> **Passage**

Justice starts here

We like justice. Our nation cries for it, our discourse is all about it, and Generation Z in particular perceive justice as the highest good.

The Bible doesn’t disagree. Justice is good, and God is Just. In fact, justice is fundamentally good news. There is a day coming when all the evil in the world will be finally dealt with, when the Enemy and his works will be shown up for what they truly are, when everything sad will come untrue and when far more will be mended than you could imagine.

That’s justice, that’s the goal. When the works of Hell are left at the gates of the new Jerusalem and all-unburdened we dance with gladness forever and ever. I’m not sure that’s what most people asking for justice in our culture are imagining, but even if unknowingly their desire for justice is a desire for this truer, better, more wonderful story that we are built to long for. Justice is found in the gospel.

Justice is good news

And, it is genuinely good news. That every murderer, child trafficker, rapist and abuser will be dealt with at the hands of a holy God is good news. That every evil work will be ended is good news. Corporate justice is good news. Big picture justice is good news.

> **Data for analysis**

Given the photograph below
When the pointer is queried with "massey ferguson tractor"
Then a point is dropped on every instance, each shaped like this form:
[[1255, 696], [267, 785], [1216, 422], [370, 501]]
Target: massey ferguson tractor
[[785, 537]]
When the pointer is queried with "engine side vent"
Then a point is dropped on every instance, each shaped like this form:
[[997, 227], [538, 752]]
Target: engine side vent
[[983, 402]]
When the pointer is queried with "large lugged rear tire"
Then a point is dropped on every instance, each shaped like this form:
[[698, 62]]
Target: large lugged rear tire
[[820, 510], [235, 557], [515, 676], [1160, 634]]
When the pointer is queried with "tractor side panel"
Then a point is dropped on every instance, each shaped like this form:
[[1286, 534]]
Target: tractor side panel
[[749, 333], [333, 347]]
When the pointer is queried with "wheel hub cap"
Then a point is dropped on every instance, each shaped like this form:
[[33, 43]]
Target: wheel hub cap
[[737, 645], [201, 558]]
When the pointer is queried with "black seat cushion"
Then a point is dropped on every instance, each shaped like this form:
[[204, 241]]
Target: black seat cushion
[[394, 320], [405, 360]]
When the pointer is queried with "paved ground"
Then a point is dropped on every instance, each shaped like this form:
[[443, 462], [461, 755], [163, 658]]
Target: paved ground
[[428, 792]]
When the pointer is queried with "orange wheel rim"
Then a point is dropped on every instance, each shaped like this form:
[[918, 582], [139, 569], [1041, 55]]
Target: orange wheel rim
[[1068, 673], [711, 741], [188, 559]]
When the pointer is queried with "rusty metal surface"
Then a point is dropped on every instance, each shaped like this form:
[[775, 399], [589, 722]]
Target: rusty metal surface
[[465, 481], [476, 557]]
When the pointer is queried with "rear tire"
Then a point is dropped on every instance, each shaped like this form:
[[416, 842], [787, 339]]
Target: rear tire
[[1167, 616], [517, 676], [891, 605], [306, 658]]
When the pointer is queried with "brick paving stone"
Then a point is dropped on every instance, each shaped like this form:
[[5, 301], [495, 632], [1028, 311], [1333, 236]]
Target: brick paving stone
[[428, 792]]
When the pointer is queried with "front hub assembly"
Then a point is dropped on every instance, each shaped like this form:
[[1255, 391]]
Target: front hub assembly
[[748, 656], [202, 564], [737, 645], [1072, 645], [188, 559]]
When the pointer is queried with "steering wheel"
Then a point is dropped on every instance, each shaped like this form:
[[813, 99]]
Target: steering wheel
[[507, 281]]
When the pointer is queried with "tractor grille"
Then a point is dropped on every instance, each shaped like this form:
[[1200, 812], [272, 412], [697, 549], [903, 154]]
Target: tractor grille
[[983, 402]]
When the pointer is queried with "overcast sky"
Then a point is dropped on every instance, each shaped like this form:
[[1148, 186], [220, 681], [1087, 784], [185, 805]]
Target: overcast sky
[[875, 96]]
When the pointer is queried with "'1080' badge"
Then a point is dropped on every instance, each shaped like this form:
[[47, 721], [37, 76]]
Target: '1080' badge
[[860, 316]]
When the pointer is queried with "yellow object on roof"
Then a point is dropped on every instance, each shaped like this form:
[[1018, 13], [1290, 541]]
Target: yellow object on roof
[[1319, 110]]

> **Exercise aim**
Please copy out the whole passage about justice word for word. The records above are separate from the passage about justice.

> **Exercise result**
Justice starts here

We like justice. Our nation cries for it, our discourse is all about it, and Generation Z in particular perceive justice as the highest good.

The Bible doesn’t disagree. Justice is good, and God is Just. In fact, justice is fundamentally good news. There is a day coming when all the evil in the world will be finally dealt with, when the Enemy and his works will be shown up for what they truly are, when everything sad will come untrue and when far more will be mended than you could imagine.

That’s justice, that’s the goal. When the works of Hell are left at the gates of the new Jerusalem and all-unburdened we dance with gladness forever and ever. I’m not sure that’s what most people asking for justice in our culture are imagining, but even if unknowingly their desire for justice is a desire for this truer, better, more wonderful story that we are built to long for. Justice is found in the gospel.

Justice is good news

And, it is genuinely good news. That every murderer, child trafficker, rapist and abuser will be dealt with at the hands of a holy God is good news. That every evil work will be ended is good news. Corporate justice is good news. Big picture justice is good news.